## BEGIN Data provided

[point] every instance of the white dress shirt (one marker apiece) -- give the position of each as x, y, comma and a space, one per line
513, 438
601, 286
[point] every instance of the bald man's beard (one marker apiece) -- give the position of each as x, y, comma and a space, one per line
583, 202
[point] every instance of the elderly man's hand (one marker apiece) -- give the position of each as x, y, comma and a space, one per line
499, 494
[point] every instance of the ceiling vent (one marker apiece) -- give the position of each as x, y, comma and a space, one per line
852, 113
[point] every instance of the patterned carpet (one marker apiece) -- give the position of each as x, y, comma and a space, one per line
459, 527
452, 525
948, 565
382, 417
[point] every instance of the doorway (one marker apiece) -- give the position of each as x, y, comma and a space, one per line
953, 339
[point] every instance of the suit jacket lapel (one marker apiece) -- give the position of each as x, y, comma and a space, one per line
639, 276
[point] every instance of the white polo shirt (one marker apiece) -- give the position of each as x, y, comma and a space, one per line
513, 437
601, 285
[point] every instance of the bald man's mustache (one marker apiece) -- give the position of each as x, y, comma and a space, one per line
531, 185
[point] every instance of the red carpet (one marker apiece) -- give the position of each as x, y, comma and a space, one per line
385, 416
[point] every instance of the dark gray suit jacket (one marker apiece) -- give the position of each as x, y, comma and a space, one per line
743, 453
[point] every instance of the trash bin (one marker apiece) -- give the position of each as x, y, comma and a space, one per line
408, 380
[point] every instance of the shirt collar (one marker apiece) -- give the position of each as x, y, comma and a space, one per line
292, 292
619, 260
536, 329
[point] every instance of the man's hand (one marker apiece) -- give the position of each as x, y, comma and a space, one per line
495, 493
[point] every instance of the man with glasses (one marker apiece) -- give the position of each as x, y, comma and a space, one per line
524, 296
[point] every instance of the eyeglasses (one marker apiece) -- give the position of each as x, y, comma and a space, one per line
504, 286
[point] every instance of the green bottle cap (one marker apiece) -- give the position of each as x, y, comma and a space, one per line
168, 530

## END Data provided

> **Exercise**:
Extract every line of the source records above and reproduce each one unchanged, keeping the original order.

> **Full response**:
[point] every instance of the white dress shirt (one marker apiece) -- give the position of each as x, y, comma and a space, one per line
513, 438
601, 286
[point] every instance of the bald man's beard (one marker apiece) -- give the position of each as x, y, comma and a space, one per line
583, 202
[point] every instance of the elderly man's hand (one marker apiece) -- give the position of each as x, y, comma and a space, one per line
499, 494
[point] every instance of the ceiling vent (one marker apiece) -- give the position of each as x, y, comma and a space, one per line
852, 113
[point] every instance of the patterned carpet (one marker apiece) -- give the position of each as x, y, comma and a space, one per line
459, 527
452, 525
948, 565
382, 417
[point] every instance of the doorway (one marker apiece) -- give the position of each as x, y, comma and a space, one per line
953, 339
[point] every instance of the suit jacket lapel (one marker apiece) -- give the position of each as x, y, comma and a space, one per line
639, 276
[point] every instance of the white polo shirt (one marker apiece) -- give the position of each as x, y, comma and a space, one per line
513, 437
601, 285
[point] every instance of the bald man's mustache (one marker apiece) -- give the position of each as x, y, comma and a space, one per line
531, 185
[point] every instance of the red carpet (one marker apiece) -- give the position of each as x, y, comma and a space, one per line
385, 416
[point] every instance of the dark gray suit jacket (one marker apiece) -- give the position of each as x, y, comma and a space, one per line
743, 453
[point] every instance of the trash bin (one marker apiece) -- give the position of each as x, y, comma and a space, one per line
408, 380
[point] every instance of the shirt collar (one marker apiece) -- give the position of each as x, y, comma and a space, one per line
292, 292
619, 260
536, 329
[point] every instance of the man's hand (one marker apiece) -- give the position of each as x, y, comma and a space, one per line
495, 493
[point] every instance of the man with glasses (one marker apiece) -- give the position of each as x, y, comma and a space, one per line
524, 296
[point] every instance of the eyeglasses (one marker apiece) -- give the position of each as x, y, comma and a space, one per line
504, 286
[point] every instance of the green bottle cap (one marker apiece) -- give the position of each as x, y, comma and a space, one per line
168, 530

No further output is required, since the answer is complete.